▼
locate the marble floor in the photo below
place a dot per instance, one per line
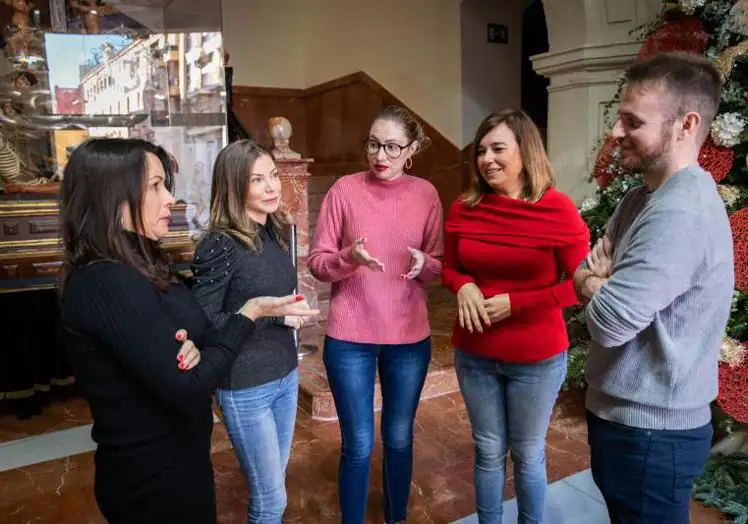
(46, 462)
(47, 478)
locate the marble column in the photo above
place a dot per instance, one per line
(591, 45)
(294, 175)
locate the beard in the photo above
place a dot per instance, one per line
(644, 159)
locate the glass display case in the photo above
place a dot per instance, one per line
(76, 69)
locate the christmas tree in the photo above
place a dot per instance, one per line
(719, 30)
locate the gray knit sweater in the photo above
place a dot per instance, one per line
(657, 324)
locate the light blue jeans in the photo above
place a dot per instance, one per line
(260, 422)
(510, 407)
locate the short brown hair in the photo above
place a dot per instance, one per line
(691, 80)
(228, 197)
(408, 121)
(538, 172)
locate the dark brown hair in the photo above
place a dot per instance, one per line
(537, 170)
(229, 193)
(100, 176)
(410, 124)
(692, 81)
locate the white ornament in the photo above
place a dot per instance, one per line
(689, 6)
(588, 204)
(727, 128)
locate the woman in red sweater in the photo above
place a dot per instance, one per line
(509, 239)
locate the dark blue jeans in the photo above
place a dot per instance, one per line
(646, 476)
(260, 421)
(510, 407)
(351, 370)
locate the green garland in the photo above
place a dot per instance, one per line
(724, 484)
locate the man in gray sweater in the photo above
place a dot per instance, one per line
(659, 289)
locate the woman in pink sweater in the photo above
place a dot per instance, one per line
(379, 241)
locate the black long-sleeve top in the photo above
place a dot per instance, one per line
(227, 274)
(120, 334)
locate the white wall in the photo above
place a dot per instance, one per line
(410, 47)
(491, 73)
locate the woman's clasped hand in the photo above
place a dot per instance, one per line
(475, 310)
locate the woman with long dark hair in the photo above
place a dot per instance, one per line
(127, 319)
(246, 254)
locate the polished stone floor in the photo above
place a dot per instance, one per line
(59, 489)
(46, 462)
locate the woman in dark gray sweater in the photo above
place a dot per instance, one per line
(246, 254)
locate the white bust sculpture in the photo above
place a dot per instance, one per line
(280, 130)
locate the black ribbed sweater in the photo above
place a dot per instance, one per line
(152, 421)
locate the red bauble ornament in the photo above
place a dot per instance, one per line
(604, 159)
(739, 226)
(684, 34)
(733, 391)
(717, 160)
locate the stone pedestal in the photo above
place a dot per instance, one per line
(294, 175)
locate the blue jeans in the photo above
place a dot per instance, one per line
(351, 371)
(510, 407)
(260, 421)
(646, 475)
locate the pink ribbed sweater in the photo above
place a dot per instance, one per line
(368, 306)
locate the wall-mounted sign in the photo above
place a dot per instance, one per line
(498, 34)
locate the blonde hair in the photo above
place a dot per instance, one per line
(537, 170)
(228, 197)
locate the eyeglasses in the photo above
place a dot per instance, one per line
(391, 149)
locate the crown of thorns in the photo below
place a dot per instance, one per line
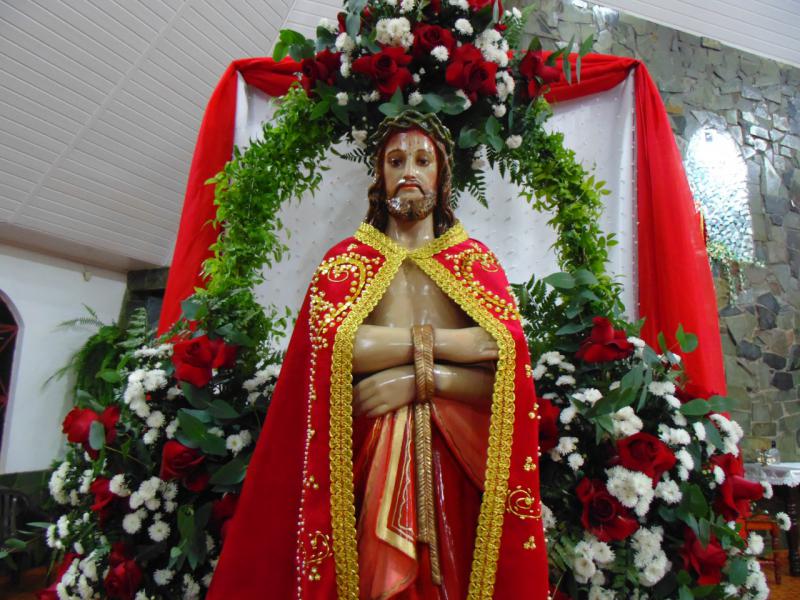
(412, 119)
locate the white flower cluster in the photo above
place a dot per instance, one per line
(590, 555)
(493, 47)
(264, 379)
(731, 433)
(632, 488)
(649, 556)
(394, 32)
(160, 351)
(626, 423)
(140, 382)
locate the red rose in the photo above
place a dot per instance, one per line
(78, 424)
(104, 499)
(222, 511)
(477, 5)
(548, 425)
(707, 561)
(736, 493)
(184, 464)
(471, 73)
(603, 515)
(604, 343)
(536, 72)
(124, 575)
(427, 37)
(50, 593)
(194, 359)
(645, 453)
(323, 67)
(387, 68)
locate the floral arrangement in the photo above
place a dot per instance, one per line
(645, 484)
(643, 479)
(456, 58)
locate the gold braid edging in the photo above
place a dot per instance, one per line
(343, 514)
(501, 429)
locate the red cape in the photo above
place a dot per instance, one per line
(294, 532)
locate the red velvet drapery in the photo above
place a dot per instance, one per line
(675, 284)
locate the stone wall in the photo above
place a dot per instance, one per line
(757, 101)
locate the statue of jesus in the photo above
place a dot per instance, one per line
(399, 454)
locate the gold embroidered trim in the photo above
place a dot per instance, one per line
(343, 512)
(501, 428)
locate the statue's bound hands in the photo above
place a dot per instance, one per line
(467, 345)
(384, 391)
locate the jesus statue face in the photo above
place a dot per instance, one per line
(410, 171)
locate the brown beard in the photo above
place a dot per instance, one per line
(411, 209)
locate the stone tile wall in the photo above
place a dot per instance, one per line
(756, 100)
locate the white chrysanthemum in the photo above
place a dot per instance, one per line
(150, 437)
(661, 388)
(329, 25)
(767, 489)
(626, 422)
(62, 525)
(155, 380)
(132, 523)
(344, 43)
(440, 53)
(686, 460)
(118, 487)
(633, 489)
(575, 461)
(669, 491)
(755, 544)
(156, 419)
(158, 531)
(583, 568)
(393, 32)
(463, 26)
(162, 577)
(467, 102)
(551, 358)
(636, 342)
(568, 414)
(699, 431)
(539, 371)
(514, 141)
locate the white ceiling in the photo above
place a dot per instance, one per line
(100, 103)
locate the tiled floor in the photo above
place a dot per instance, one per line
(34, 580)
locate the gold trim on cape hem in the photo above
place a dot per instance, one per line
(490, 521)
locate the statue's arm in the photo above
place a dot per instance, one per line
(390, 389)
(377, 347)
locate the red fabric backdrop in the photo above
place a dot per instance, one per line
(675, 284)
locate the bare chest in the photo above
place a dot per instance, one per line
(414, 299)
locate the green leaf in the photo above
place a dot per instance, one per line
(97, 435)
(231, 473)
(561, 281)
(110, 375)
(695, 408)
(222, 410)
(468, 138)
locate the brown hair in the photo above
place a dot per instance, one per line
(378, 214)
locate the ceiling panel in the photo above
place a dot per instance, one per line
(101, 100)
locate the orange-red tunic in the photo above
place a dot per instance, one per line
(327, 510)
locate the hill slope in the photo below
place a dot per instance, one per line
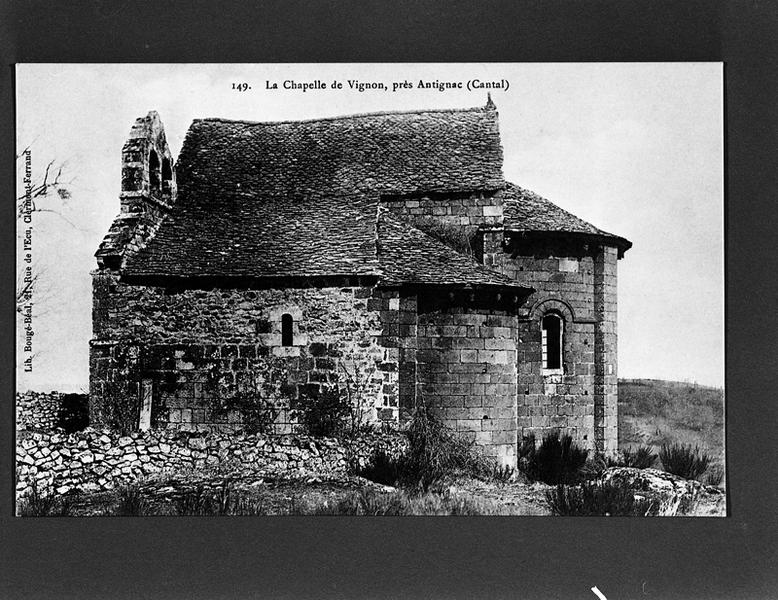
(654, 412)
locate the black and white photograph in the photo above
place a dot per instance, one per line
(391, 289)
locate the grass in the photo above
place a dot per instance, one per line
(400, 503)
(40, 504)
(684, 460)
(557, 460)
(435, 453)
(597, 499)
(653, 413)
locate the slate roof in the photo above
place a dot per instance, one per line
(293, 238)
(526, 211)
(401, 152)
(257, 237)
(407, 255)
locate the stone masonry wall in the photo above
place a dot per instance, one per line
(94, 460)
(37, 411)
(200, 347)
(578, 283)
(464, 210)
(467, 373)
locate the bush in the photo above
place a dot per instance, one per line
(39, 504)
(223, 500)
(324, 414)
(684, 460)
(642, 457)
(74, 412)
(592, 499)
(434, 453)
(502, 473)
(713, 477)
(372, 503)
(131, 502)
(382, 468)
(557, 460)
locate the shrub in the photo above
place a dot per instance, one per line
(502, 473)
(222, 500)
(597, 499)
(642, 457)
(382, 468)
(324, 414)
(434, 452)
(557, 460)
(372, 503)
(130, 502)
(713, 476)
(196, 501)
(39, 504)
(684, 460)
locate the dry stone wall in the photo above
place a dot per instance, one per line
(37, 411)
(200, 349)
(98, 460)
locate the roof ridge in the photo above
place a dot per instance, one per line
(345, 117)
(402, 222)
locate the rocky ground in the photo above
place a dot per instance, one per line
(271, 495)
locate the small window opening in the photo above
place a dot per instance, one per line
(154, 179)
(286, 330)
(552, 326)
(167, 175)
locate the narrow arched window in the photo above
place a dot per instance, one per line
(154, 175)
(287, 335)
(552, 327)
(167, 175)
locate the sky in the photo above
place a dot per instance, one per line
(634, 148)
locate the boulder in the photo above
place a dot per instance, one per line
(652, 482)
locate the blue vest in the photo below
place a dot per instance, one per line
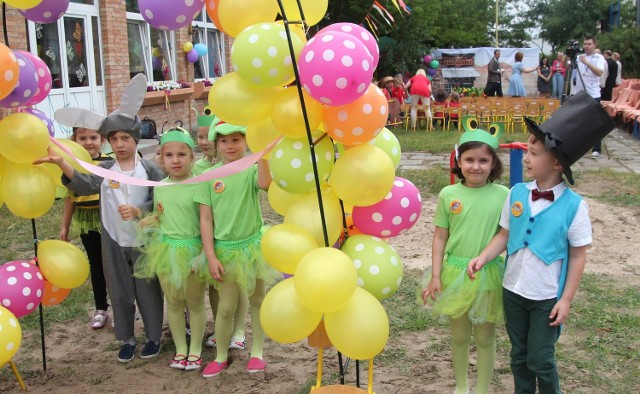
(545, 234)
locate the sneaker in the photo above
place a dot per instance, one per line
(237, 343)
(214, 368)
(99, 319)
(126, 353)
(256, 364)
(150, 350)
(211, 341)
(179, 361)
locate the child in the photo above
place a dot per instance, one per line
(466, 218)
(85, 211)
(232, 247)
(120, 205)
(546, 231)
(172, 253)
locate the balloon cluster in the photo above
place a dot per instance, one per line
(432, 65)
(25, 285)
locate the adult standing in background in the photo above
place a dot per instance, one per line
(494, 78)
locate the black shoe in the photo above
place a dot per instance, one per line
(126, 353)
(150, 350)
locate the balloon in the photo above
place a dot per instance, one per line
(28, 190)
(314, 10)
(77, 150)
(291, 166)
(44, 118)
(10, 71)
(388, 142)
(169, 14)
(24, 138)
(393, 215)
(359, 32)
(238, 102)
(63, 264)
(359, 121)
(237, 15)
(283, 246)
(10, 335)
(306, 213)
(27, 84)
(325, 279)
(335, 68)
(260, 55)
(201, 49)
(192, 56)
(280, 200)
(378, 265)
(283, 317)
(53, 295)
(47, 11)
(360, 329)
(21, 287)
(362, 175)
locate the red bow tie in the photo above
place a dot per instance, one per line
(547, 195)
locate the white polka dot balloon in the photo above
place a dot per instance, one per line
(21, 287)
(10, 335)
(394, 214)
(170, 14)
(378, 265)
(260, 55)
(335, 68)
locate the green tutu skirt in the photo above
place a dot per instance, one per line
(481, 298)
(243, 262)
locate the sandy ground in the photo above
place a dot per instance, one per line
(82, 360)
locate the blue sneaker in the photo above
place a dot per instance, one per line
(126, 353)
(150, 350)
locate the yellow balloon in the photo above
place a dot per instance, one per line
(261, 134)
(283, 246)
(28, 190)
(287, 113)
(283, 317)
(77, 150)
(281, 200)
(325, 279)
(306, 213)
(362, 175)
(238, 102)
(24, 138)
(63, 264)
(10, 335)
(237, 15)
(360, 329)
(313, 10)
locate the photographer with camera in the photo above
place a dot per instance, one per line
(590, 66)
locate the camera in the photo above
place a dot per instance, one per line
(573, 49)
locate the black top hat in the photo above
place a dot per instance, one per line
(573, 130)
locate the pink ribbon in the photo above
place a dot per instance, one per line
(226, 170)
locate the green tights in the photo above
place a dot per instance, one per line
(461, 330)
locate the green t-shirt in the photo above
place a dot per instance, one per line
(471, 215)
(234, 203)
(180, 217)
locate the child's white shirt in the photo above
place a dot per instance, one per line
(527, 275)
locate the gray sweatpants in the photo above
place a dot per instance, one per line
▲
**Prompt**
Reply with one number only: how many lines of the listing hold "blue"?

**Response**
5